Material provided:
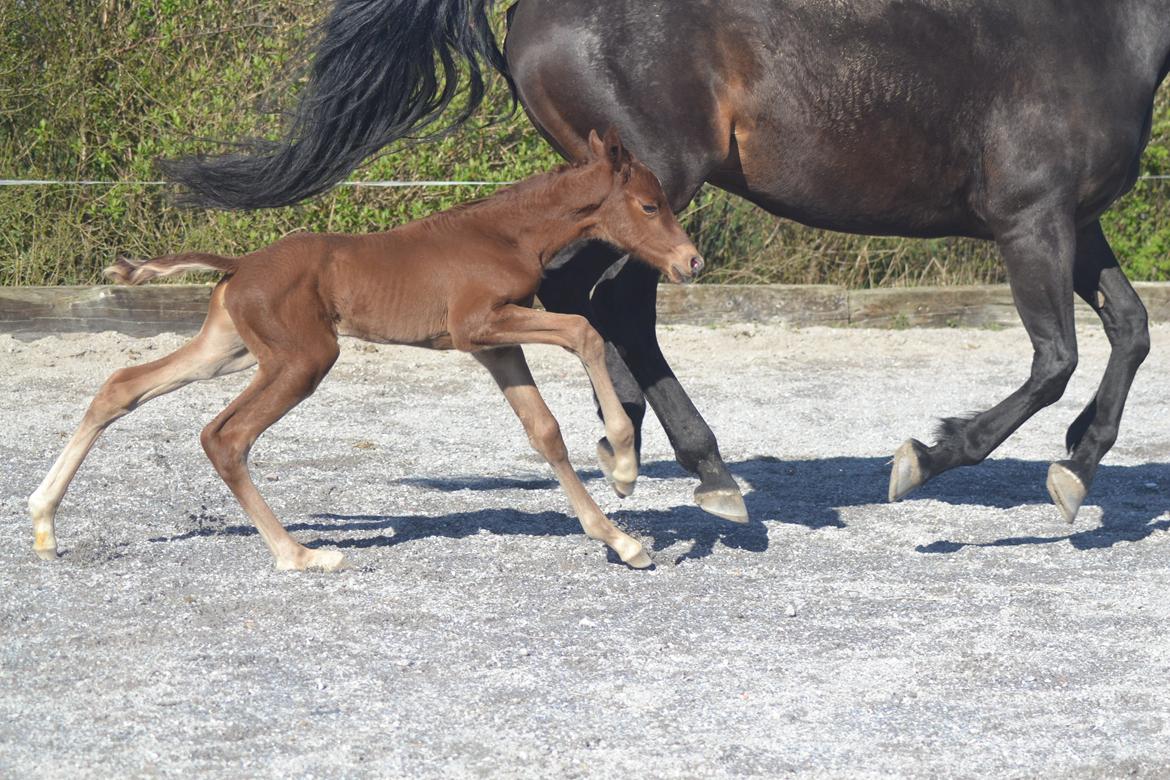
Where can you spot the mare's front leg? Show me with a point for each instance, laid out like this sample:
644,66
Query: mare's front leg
623,309
1103,285
510,371
1038,248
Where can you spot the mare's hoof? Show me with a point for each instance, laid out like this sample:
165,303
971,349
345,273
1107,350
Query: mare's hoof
1066,489
908,471
315,560
723,502
606,458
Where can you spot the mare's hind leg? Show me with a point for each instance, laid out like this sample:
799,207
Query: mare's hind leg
215,351
510,371
286,378
1103,285
1039,252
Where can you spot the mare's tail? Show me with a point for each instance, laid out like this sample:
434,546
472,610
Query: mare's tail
126,271
383,68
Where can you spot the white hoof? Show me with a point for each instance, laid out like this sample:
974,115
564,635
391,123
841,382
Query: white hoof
1066,489
907,473
315,560
725,503
623,477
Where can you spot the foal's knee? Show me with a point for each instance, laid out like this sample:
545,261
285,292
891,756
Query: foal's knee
544,435
111,400
227,454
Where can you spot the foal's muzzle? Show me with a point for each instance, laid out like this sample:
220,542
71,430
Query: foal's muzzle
686,270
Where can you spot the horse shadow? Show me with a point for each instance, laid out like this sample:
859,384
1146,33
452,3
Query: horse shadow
1134,499
812,494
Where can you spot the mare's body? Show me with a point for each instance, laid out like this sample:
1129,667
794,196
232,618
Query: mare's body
461,280
1016,122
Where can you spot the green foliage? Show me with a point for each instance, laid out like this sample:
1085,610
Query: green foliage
100,89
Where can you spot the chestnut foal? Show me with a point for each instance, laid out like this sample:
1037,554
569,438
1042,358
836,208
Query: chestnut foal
462,280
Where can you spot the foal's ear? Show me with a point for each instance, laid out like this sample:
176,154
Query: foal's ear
596,146
613,150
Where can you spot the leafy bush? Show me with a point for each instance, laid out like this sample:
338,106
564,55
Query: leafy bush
98,89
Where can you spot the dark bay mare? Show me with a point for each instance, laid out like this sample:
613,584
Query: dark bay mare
1013,122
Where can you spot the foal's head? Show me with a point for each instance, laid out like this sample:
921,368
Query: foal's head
635,215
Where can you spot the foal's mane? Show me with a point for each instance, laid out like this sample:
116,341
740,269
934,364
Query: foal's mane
525,192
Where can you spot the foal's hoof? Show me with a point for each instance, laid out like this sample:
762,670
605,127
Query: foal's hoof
314,560
1066,489
46,553
908,471
722,502
632,553
607,461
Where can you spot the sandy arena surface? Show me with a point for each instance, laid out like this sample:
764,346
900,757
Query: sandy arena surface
963,632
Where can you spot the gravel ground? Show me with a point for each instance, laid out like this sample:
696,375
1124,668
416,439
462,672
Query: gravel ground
963,632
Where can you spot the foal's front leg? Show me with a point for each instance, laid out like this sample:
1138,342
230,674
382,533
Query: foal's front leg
510,371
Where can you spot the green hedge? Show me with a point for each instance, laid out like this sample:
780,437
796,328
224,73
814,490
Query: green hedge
100,89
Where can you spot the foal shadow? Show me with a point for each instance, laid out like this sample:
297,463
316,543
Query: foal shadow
1134,502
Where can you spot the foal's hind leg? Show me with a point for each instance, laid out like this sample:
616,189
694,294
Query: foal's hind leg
284,379
510,371
1039,252
217,350
1103,285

To do: Rewrite all of the data above with every "foal" replaced by "colt", keeping everything else the same, and leave out the pictures.

Task response:
Where can you spot the mare's front leg? Show me with a point for each instance, laid out like this sample:
644,66
Query: mare's front leg
623,309
1103,285
510,371
1038,248
Where can you spot the mare's hoof? Show me with a point for each instance, laid out like this sample:
165,303
971,349
345,273
1107,350
Query: mare's hoof
1066,489
908,471
315,560
723,502
606,458
Where can you spot the mare's hind leg? Show me with a point for each instance, laid out like this sample:
799,207
Query: mare's hind leg
215,351
510,371
286,378
1103,285
1039,252
Where can you spot the mare's tail? Show me with a point for each instance, laid out like this sample:
434,546
472,610
Query: mare's tail
126,271
383,68
Where can you spot the white hoof? Show me with a point for each instance, laid out like this sample:
974,115
564,635
391,123
841,382
Query: white hoof
1066,489
907,473
315,560
725,503
623,477
Where can you spot the colt's knee? Show me with a point for each instance, laid out like this sample:
545,261
285,292
891,756
Query: colt's knee
544,435
111,400
227,454
Where can you spot the colt's muzzle? Show me with a point for each instance, laid out like this sample:
220,542
71,430
Query: colt's muzzle
686,270
Where can you spot the horse shadow? Show me with a point for each instance, laid out like this sample:
859,384
1146,33
452,3
Query: horse shadow
1134,499
812,494
Where can you spot the mare's body? Show me with a point for each instance, laid out like this sample:
1129,667
794,196
232,618
Query: mare's body
461,280
1016,122
Where can you spot the green foliage? Show me with a point for each instance, laid out like this sample:
1085,610
Query: green foliage
100,89
Where can you spot the chestnut colt? Show me with a point for each instance, laid out like this sample:
1037,554
569,438
1042,358
836,208
Query: chestnut colt
462,280
Where can you spot the colt's ear? Show me with a point for each instance, laid out like this sample:
176,154
Query: colt's ear
596,146
613,150
Where can you spot the leafy bush? Show me with a point for each instance, laid out like this sample:
338,106
564,55
Query: leafy bush
98,89
Where can you spot the dark bay mare? Show me with a point for each instance, laid out like this sample:
613,584
Query: dark bay mare
1013,122
Where can you spot the colt's head? Show me with a point for each instance, laid out like this sample:
921,368
Query: colt's head
635,215
Where can you spot the colt's mane? Show me with a point for each instance, laid out like this sample:
116,341
740,269
934,364
Query: colt's mane
525,192
Where can you spot the colt's hoof? Show me with a point for each instance, laid out like this sample:
762,670
605,127
Query: colt's hoof
314,560
1066,489
46,553
908,471
722,502
632,553
607,461
Where can you spot the sandy arena surface? Show me with a point for each instance, laid out like this sample:
764,346
900,757
Query: sandy arena surface
963,632
Where can you spot the gravel ground? Show me with a point for each instance, laid out like this sample:
696,375
1124,668
416,439
462,672
Query: gravel ground
963,632
Where can you spot the colt's front leg? Show me with a point for each instance, laid out like this sample:
1138,342
230,674
382,533
Query: colt's front leg
510,371
Where can you spot the green hedge? Show me with a point for each instance, laid out like this sample:
780,437
796,328
224,73
814,490
Query: green hedge
100,89
Where can you spot the colt shadow? Show me with a point for each instance, laid out like this sample:
297,463
316,543
Query: colt shadow
1134,502
Where can you spot the colt's hind leg? Show me with a point for each instance, laid out like this sample:
616,189
694,294
Query: colt's hind leg
284,379
510,371
1039,252
217,350
1103,285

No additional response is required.